Recorded information
## START
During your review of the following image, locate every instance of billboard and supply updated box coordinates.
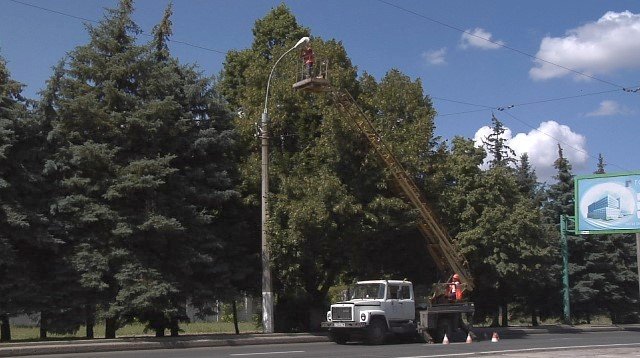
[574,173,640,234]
## END
## START
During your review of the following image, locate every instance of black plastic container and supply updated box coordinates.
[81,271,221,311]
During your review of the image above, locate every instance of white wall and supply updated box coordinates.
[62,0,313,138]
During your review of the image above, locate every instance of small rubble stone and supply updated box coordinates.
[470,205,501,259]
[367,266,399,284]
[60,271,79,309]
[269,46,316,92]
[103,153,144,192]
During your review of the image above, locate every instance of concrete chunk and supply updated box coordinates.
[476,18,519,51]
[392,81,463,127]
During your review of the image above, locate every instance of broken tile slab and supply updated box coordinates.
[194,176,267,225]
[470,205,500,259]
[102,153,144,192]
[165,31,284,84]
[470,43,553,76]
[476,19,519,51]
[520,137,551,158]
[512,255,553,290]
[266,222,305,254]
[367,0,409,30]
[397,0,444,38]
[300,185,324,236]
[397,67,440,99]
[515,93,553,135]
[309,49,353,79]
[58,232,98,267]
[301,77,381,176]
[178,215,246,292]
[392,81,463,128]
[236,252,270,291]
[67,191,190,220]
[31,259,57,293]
## END
## START
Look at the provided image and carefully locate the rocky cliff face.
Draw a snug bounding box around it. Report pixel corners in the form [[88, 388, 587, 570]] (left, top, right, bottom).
## END
Switch "supply" to "provide" in the entries that begin at the line containing "stone and supply updated box coordinates." and end after the line containing "[31,259,57,293]". Reproduce only those lines, with everything else unchanged.

Answer to this exercise
During your review of the image above, locate every instance of small rubble stone and provide updated box coordinates.
[470,205,501,259]
[367,266,399,284]
[60,271,79,309]
[269,46,316,92]
[103,153,144,192]
During your review of the image above, locate every instance of concrete chunk and provide updated box coordinates.
[476,18,519,51]
[392,81,463,127]
During your review of the image above, locate every instance of broken tile slab and provide updated box coordinates.
[194,176,267,225]
[470,205,500,259]
[102,153,144,192]
[165,31,284,84]
[470,43,553,76]
[476,19,519,51]
[520,137,551,158]
[512,255,553,290]
[266,222,305,254]
[367,0,409,30]
[397,0,444,38]
[300,185,324,236]
[397,67,440,99]
[515,93,553,135]
[309,49,353,79]
[58,232,98,267]
[301,77,381,176]
[178,215,246,292]
[392,81,463,128]
[236,252,270,291]
[67,191,190,220]
[31,259,57,293]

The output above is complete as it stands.